Begin Data entries
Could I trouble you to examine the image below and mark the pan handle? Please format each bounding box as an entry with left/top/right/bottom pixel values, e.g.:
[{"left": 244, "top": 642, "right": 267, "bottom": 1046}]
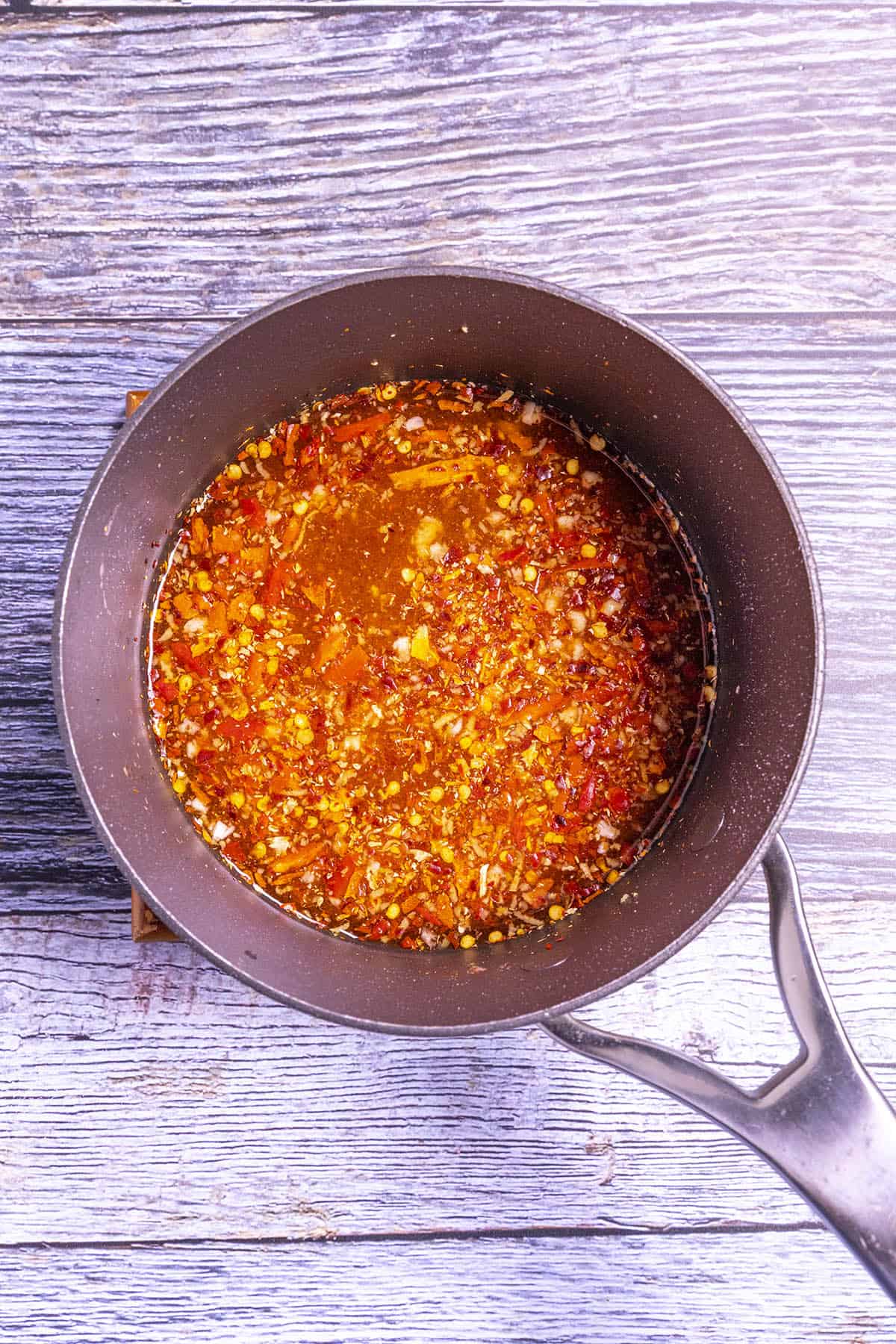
[{"left": 544, "top": 836, "right": 896, "bottom": 1301}]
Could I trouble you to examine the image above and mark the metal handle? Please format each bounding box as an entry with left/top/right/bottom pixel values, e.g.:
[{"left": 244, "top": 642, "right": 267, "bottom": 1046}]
[{"left": 544, "top": 836, "right": 896, "bottom": 1301}]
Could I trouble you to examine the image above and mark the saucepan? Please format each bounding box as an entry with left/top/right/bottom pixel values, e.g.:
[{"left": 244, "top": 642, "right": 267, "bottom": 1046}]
[{"left": 54, "top": 269, "right": 896, "bottom": 1298}]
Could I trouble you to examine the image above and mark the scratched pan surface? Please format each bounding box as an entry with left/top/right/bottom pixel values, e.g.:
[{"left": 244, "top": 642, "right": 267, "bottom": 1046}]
[{"left": 54, "top": 270, "right": 822, "bottom": 1033}]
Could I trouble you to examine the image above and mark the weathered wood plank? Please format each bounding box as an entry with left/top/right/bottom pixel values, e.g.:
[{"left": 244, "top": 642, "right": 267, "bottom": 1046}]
[
  {"left": 0, "top": 1231, "right": 896, "bottom": 1344},
  {"left": 0, "top": 317, "right": 896, "bottom": 910},
  {"left": 0, "top": 902, "right": 896, "bottom": 1243},
  {"left": 0, "top": 4, "right": 896, "bottom": 317},
  {"left": 28, "top": 0, "right": 859, "bottom": 15}
]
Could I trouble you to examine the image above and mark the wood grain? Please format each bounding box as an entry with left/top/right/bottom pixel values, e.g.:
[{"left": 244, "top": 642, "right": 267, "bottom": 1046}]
[
  {"left": 0, "top": 1231, "right": 896, "bottom": 1344},
  {"left": 0, "top": 902, "right": 896, "bottom": 1243},
  {"left": 0, "top": 0, "right": 896, "bottom": 1328},
  {"left": 0, "top": 317, "right": 896, "bottom": 910},
  {"left": 0, "top": 4, "right": 896, "bottom": 319}
]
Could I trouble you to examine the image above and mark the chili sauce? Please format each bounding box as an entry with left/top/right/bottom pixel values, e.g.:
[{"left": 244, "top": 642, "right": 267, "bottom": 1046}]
[{"left": 146, "top": 380, "right": 715, "bottom": 949}]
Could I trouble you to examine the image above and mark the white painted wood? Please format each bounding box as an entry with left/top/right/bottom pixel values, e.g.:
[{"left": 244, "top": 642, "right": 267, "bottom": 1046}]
[
  {"left": 0, "top": 1231, "right": 896, "bottom": 1344},
  {"left": 0, "top": 3, "right": 896, "bottom": 319},
  {"left": 0, "top": 900, "right": 896, "bottom": 1243},
  {"left": 0, "top": 0, "right": 896, "bottom": 1344}
]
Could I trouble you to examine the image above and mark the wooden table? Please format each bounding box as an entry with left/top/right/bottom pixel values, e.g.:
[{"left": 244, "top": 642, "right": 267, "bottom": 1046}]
[{"left": 0, "top": 0, "right": 896, "bottom": 1344}]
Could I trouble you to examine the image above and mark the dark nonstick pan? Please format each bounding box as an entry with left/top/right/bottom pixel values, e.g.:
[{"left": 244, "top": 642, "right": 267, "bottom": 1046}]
[{"left": 54, "top": 270, "right": 896, "bottom": 1298}]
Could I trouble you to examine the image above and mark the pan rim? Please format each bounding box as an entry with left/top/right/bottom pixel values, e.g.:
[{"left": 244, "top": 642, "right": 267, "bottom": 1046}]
[{"left": 52, "top": 266, "right": 825, "bottom": 1036}]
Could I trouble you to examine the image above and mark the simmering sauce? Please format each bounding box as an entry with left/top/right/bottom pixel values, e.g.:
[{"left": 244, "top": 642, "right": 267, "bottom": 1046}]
[{"left": 148, "top": 380, "right": 715, "bottom": 949}]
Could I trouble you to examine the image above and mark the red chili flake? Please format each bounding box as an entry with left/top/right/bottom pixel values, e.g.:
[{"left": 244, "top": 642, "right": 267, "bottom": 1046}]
[
  {"left": 170, "top": 640, "right": 205, "bottom": 676},
  {"left": 578, "top": 771, "right": 598, "bottom": 813},
  {"left": 237, "top": 494, "right": 264, "bottom": 527}
]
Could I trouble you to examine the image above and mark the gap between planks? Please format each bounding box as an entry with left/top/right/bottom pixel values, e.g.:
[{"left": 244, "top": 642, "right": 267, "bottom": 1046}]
[{"left": 0, "top": 1219, "right": 830, "bottom": 1254}]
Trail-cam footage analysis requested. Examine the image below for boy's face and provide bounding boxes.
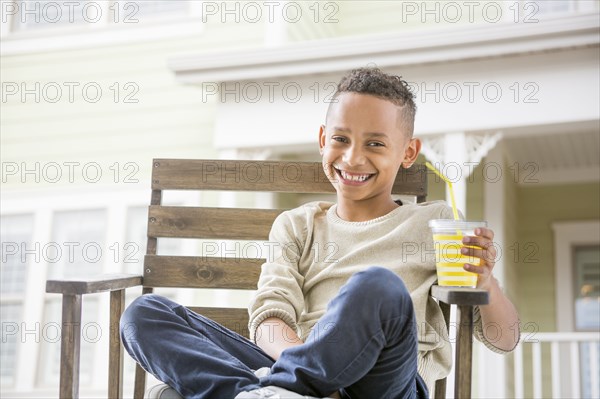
[319,92,420,205]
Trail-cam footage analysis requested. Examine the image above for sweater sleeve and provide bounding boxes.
[248,212,305,342]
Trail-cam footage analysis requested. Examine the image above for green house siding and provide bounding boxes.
[510,183,600,397]
[0,21,264,190]
[517,183,600,331]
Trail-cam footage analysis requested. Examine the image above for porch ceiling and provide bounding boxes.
[504,130,600,183]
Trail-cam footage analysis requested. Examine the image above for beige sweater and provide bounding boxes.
[248,201,504,391]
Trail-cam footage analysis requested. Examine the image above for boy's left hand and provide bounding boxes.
[461,227,496,290]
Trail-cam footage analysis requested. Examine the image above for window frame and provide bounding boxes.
[552,220,600,332]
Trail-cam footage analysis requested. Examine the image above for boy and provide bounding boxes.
[121,68,518,399]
End Data entries
_Required task:_ Extract every one of the records above verbatim, line for line, leaving the pictures out.

_Output of the exercise:_
Could I trouble you to examine the image below and mark the pan handle? Please format each bounding box as an entry with left/top/right/bottom pixel values, e.g.:
[{"left": 244, "top": 642, "right": 267, "bottom": 1046}]
[{"left": 544, "top": 836, "right": 896, "bottom": 1301}]
Could I trouble you to examine the image above and mark the metal handle? Please format each bounding box as an entry with left/top/right/bottom pixel values, e.g.:
[{"left": 244, "top": 642, "right": 267, "bottom": 1046}]
[{"left": 544, "top": 836, "right": 896, "bottom": 1301}]
Could I trouble you to examine the image above and mark the saucepan? Please format each bounding box as an entry with left/top/right/bottom pixel values, e.g.:
[{"left": 244, "top": 642, "right": 267, "bottom": 1046}]
[{"left": 54, "top": 269, "right": 896, "bottom": 1298}]
Could I trouble you to examine the image above and mark the scratched pan surface? Please format each bounding box as an entry with left/top/right/bottom pixel values, e.g.:
[{"left": 244, "top": 642, "right": 267, "bottom": 1046}]
[{"left": 54, "top": 270, "right": 822, "bottom": 1033}]
Could I trouble you to examine the image above and mark the weathered wood plank? Please format each bounding box as an entry with left/top/right/bottom pixel values, e.g.:
[{"left": 244, "top": 642, "right": 267, "bottom": 1046}]
[
  {"left": 0, "top": 1231, "right": 896, "bottom": 1344},
  {"left": 0, "top": 317, "right": 896, "bottom": 910},
  {"left": 0, "top": 902, "right": 896, "bottom": 1243},
  {"left": 0, "top": 4, "right": 896, "bottom": 317},
  {"left": 28, "top": 0, "right": 859, "bottom": 15}
]
Could I trouble you to examine the image above and mark the wood grain? Please format each bounding box as an entry with left/top/right/bottom pixel values, e.g.:
[{"left": 244, "top": 642, "right": 267, "bottom": 1046}]
[
  {"left": 0, "top": 1231, "right": 896, "bottom": 1344},
  {"left": 0, "top": 902, "right": 896, "bottom": 1243},
  {"left": 0, "top": 0, "right": 896, "bottom": 1328},
  {"left": 0, "top": 317, "right": 896, "bottom": 910},
  {"left": 0, "top": 4, "right": 896, "bottom": 319}
]
Could I trouble you to examine the image above and mark the chili sauce? Please format each bounding box as an entry with left/top/right/bottom pixel values, e.g.:
[{"left": 244, "top": 642, "right": 267, "bottom": 1046}]
[{"left": 146, "top": 380, "right": 715, "bottom": 949}]
Could I trouble you to examine the image above and mark the white painted wood? Please format each bounding box as an entry with left/top/right/bottom pixel values, e.g.:
[{"left": 244, "top": 642, "right": 267, "bottom": 1046}]
[
  {"left": 0, "top": 1231, "right": 896, "bottom": 1344},
  {"left": 0, "top": 3, "right": 896, "bottom": 319},
  {"left": 0, "top": 900, "right": 896, "bottom": 1243},
  {"left": 0, "top": 0, "right": 896, "bottom": 1344}
]
Could I trouble you to examine the image above and mark the wooden table? Please format each bounding box as an entry with left/top/right/bottom pixel values, e.g.:
[{"left": 244, "top": 642, "right": 267, "bottom": 1046}]
[{"left": 0, "top": 0, "right": 896, "bottom": 1344}]
Could I trouble you to examine the image above and mark the dark nonstick pan? Please format each bounding box as an entry with left/top/right/bottom pixel values, e.g.:
[{"left": 244, "top": 642, "right": 267, "bottom": 1046}]
[{"left": 54, "top": 270, "right": 896, "bottom": 1298}]
Could I trouble you to examine the image above and mark the pan rim? Please format each bounding box as an entry with left/top/right/bottom pixel values, e.g.:
[{"left": 244, "top": 642, "right": 267, "bottom": 1046}]
[{"left": 52, "top": 266, "right": 825, "bottom": 1036}]
Could I trouble you to examine the image above and mark the simmering sauce? Please format each bounding box as an entry with left/top/right/bottom pixel values, e.g.:
[{"left": 244, "top": 642, "right": 267, "bottom": 1046}]
[{"left": 148, "top": 380, "right": 715, "bottom": 949}]
Could I trouble you to examine the image above and mark the red chili flake? Please format each bounding box as an entry with left/top/right/bottom pixel values, e.g.:
[{"left": 244, "top": 642, "right": 267, "bottom": 1046}]
[
  {"left": 170, "top": 640, "right": 205, "bottom": 676},
  {"left": 578, "top": 771, "right": 598, "bottom": 813},
  {"left": 237, "top": 494, "right": 264, "bottom": 527}
]
Could I trouble you to examine the image above and mark the gap between planks? Please format each bounding box as an entry with left/top/right/bottom pixel values, e.g.:
[{"left": 244, "top": 642, "right": 267, "bottom": 1046}]
[{"left": 0, "top": 1219, "right": 830, "bottom": 1254}]
Trail-cam footage analysis requested. Examine the image below for boy's face and provide bounding boxes.
[319,92,420,205]
Trail-cam footage analysis requested. Examine the image above for sweater sleeve and provide bounding boxes.
[248,212,305,342]
Trail-cam footage analysis requested. Examine the image above for green house siding and provide bounding boxes.
[510,183,600,397]
[0,21,264,190]
[517,183,600,331]
Trail-cam footage analysis requested. Examine the image above for porch ceiling and provide bounding boxes.
[504,130,600,183]
Trail-cam footage analysis requested. Examine the image above for beige sweater and provide bounding boxes.
[248,201,504,391]
Trail-cam footage analysis requested. Examine the image above for boy's left hand and provide bounding boxes.
[461,227,496,290]
Trail-cam footage analysis requested. Examine the image above for window frame and provide bounding boxes.
[552,220,600,332]
Trail-cam footage analysis requested. Examine the image above for boy and provide bounding boxes.
[121,68,518,399]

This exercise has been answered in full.